**Written instruction**.
Every line from the line containing "Tag each instance of the mahogany" through the final line below is to be repeated exactly; no other line is.

**Records to use**.
━━━━━━━━━━
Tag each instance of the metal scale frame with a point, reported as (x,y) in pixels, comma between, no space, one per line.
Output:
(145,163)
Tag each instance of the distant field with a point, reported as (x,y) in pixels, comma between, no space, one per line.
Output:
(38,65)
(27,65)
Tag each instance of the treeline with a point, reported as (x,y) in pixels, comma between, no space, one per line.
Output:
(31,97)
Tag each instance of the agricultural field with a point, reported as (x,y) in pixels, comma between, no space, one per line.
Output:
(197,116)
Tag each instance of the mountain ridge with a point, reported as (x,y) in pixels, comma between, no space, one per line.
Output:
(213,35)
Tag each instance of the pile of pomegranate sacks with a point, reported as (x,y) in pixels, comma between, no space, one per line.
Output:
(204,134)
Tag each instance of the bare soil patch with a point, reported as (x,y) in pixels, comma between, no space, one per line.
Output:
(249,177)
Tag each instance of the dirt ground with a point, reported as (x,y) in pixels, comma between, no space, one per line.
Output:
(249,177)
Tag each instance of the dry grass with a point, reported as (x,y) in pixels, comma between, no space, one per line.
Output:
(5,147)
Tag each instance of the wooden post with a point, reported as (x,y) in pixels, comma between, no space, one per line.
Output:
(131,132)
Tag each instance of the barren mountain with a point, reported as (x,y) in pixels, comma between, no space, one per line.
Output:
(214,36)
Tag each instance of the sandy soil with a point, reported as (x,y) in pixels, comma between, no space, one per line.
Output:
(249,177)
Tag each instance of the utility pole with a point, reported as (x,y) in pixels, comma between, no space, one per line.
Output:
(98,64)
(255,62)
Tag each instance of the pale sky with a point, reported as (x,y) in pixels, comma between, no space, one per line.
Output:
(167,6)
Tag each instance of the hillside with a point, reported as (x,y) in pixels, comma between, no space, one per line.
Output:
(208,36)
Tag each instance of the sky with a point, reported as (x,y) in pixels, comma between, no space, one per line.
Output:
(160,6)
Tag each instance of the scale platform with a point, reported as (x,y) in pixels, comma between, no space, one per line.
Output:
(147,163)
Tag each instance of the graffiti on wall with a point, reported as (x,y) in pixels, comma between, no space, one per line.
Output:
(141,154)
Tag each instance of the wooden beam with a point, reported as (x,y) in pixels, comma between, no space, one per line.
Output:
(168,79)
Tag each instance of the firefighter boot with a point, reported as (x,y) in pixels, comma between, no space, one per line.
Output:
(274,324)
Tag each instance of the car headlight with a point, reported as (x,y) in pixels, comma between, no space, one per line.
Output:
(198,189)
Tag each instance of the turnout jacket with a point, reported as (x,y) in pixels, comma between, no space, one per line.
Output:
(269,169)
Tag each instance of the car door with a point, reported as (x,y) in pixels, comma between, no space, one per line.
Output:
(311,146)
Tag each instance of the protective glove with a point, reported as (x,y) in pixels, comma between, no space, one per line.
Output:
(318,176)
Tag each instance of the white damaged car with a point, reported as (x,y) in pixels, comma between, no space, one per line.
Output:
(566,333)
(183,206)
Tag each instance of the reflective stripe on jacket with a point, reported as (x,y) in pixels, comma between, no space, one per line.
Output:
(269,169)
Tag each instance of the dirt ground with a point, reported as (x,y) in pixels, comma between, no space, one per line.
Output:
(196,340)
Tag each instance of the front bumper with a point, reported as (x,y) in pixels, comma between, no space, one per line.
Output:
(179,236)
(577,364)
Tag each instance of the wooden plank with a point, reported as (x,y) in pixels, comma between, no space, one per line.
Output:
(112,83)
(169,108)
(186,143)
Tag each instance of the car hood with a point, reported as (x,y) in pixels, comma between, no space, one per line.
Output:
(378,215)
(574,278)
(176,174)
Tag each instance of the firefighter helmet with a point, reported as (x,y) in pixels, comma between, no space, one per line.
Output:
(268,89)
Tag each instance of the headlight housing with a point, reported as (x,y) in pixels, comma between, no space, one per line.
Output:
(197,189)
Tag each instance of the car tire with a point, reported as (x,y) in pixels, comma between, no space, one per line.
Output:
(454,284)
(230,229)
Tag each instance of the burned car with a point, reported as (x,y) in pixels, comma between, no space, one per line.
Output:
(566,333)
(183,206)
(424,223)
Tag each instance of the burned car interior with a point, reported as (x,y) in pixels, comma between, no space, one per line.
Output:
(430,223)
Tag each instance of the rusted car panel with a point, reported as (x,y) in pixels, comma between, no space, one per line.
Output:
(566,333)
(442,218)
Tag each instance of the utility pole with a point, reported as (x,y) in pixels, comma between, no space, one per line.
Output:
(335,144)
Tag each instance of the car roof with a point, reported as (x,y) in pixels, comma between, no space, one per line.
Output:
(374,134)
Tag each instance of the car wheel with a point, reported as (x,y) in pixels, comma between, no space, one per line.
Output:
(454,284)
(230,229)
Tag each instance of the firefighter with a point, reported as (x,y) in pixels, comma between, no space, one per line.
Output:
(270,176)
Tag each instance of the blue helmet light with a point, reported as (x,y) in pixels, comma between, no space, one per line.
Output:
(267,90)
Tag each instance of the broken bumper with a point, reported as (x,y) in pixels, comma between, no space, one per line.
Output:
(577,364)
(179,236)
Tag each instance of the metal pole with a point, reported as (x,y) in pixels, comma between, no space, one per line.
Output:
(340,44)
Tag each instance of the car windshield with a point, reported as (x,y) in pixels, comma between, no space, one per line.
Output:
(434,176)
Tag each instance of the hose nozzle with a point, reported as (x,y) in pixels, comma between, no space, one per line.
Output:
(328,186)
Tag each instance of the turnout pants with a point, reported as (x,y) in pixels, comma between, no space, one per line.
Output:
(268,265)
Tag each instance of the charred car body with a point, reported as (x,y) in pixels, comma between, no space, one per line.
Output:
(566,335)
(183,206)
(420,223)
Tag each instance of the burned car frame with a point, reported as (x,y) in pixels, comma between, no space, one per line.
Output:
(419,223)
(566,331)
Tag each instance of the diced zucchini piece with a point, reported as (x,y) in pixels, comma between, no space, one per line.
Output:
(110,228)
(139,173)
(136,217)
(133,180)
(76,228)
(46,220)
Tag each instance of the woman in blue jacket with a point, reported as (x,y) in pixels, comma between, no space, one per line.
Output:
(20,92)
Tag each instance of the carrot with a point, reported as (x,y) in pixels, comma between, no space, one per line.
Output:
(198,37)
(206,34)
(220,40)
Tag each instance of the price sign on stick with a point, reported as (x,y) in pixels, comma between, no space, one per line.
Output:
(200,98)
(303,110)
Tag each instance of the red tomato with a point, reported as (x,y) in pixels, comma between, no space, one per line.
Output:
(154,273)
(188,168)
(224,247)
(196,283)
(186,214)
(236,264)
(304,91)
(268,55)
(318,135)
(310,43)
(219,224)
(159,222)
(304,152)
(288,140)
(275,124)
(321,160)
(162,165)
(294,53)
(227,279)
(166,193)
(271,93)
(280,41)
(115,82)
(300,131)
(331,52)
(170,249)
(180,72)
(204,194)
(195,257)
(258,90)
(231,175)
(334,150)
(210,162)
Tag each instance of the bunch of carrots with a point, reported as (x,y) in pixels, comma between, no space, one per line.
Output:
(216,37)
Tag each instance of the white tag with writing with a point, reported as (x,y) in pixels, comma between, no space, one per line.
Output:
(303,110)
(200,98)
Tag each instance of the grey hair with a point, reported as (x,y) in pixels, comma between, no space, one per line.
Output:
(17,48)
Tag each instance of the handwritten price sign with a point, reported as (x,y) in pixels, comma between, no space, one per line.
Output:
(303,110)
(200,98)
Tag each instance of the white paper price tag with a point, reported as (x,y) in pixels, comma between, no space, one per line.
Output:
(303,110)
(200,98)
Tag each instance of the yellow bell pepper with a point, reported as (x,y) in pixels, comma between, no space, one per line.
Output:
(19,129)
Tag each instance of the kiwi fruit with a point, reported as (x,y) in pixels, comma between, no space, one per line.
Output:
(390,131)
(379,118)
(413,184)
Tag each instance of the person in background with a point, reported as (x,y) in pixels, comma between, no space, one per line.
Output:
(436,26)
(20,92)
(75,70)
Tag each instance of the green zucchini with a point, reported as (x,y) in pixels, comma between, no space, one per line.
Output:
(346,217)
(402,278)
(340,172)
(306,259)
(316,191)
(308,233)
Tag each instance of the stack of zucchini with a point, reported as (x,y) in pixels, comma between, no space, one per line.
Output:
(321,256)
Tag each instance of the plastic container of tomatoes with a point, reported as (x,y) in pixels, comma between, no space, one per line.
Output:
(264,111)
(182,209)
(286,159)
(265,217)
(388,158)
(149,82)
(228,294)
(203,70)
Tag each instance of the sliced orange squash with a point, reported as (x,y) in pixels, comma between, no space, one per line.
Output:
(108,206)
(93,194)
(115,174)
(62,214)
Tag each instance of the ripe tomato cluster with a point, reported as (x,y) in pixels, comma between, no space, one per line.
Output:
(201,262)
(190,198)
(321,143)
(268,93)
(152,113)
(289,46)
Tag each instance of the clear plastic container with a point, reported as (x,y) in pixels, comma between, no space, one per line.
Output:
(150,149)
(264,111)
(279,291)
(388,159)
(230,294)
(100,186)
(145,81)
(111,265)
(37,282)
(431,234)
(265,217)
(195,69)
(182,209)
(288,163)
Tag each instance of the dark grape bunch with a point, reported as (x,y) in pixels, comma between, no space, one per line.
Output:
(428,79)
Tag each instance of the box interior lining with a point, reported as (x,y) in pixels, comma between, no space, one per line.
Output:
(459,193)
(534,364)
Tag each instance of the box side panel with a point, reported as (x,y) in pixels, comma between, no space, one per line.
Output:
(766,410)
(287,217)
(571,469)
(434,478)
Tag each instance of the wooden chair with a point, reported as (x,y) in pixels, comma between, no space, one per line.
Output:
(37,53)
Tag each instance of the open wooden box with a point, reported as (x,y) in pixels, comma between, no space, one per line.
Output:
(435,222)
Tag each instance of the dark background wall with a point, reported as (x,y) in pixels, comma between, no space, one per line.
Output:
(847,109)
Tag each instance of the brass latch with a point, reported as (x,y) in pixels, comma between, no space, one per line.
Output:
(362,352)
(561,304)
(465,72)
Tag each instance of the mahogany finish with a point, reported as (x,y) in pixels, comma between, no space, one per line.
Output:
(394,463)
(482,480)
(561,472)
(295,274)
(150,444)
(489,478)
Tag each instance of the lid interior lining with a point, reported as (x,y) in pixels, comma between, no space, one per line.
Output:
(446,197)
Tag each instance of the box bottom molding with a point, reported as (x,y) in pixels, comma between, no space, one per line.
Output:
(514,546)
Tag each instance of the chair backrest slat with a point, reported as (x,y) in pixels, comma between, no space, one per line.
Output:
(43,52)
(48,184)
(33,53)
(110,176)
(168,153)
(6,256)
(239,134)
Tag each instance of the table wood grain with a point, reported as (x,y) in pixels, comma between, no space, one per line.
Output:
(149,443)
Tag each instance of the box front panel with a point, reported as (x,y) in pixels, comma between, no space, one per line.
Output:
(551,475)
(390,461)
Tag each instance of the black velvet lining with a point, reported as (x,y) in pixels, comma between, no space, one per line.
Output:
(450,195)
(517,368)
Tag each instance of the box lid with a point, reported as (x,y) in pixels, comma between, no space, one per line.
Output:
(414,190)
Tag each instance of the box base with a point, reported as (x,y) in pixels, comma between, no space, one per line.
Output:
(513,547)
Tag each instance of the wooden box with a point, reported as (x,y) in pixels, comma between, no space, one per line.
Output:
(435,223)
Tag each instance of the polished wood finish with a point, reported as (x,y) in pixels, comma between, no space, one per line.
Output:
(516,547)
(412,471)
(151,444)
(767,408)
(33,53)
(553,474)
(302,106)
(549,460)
━━━━━━━━━━
**Output of the task**.
Tag each instance of the mahogany finish with a point, reported as (x,y) in pixels, comma between, no space, one per line.
Output:
(394,463)
(482,480)
(561,472)
(295,274)
(150,444)
(489,478)
Tag each instance of the lid interior lining with a point, reported as (x,y) in pixels, comma between, no space, one per line.
Output:
(446,197)
Tag each instance of the box bottom molding with a point, reported as (x,y) in pixels, comma between, no space, one per line.
Output:
(514,546)
Tag each instance of the chair backrest slat with a point, reported as (x,y) in pixels, comma between, no space, one per line.
Output:
(43,52)
(48,184)
(33,53)
(110,176)
(168,153)
(6,256)
(239,134)
Tag each instance of the table wood grain with a point, reported as (x,y) in pixels, comma between, no space, one per line.
Output:
(149,443)
Tag each instance of the box front panel with a point, reported as (x,y) in pixels, comma between, no space, one per line.
Output:
(551,475)
(390,461)
Tag each instance of the black velvet lining with a point, reported as (x,y) in pixels, comma between, no space, one per line.
Output:
(450,195)
(517,368)
Tag each instance of the box lid with a point, reported as (x,y) in pixels, comma between, no space, one per line.
Output:
(414,190)
Tag each instance of the box base with a point, reported as (x,y) in pixels, comma between, no space, one per line.
Output:
(513,547)
Tag each instance of the wooden box with a point, reported as (x,y) in pixels, comma between, no space, one per line.
Output:
(435,223)
Tag each instance of the polished wood finish with a point, reported as (x,y) in pixels, comma between, no space, one per line.
Output:
(516,547)
(412,471)
(151,444)
(767,408)
(33,53)
(553,474)
(302,106)
(549,460)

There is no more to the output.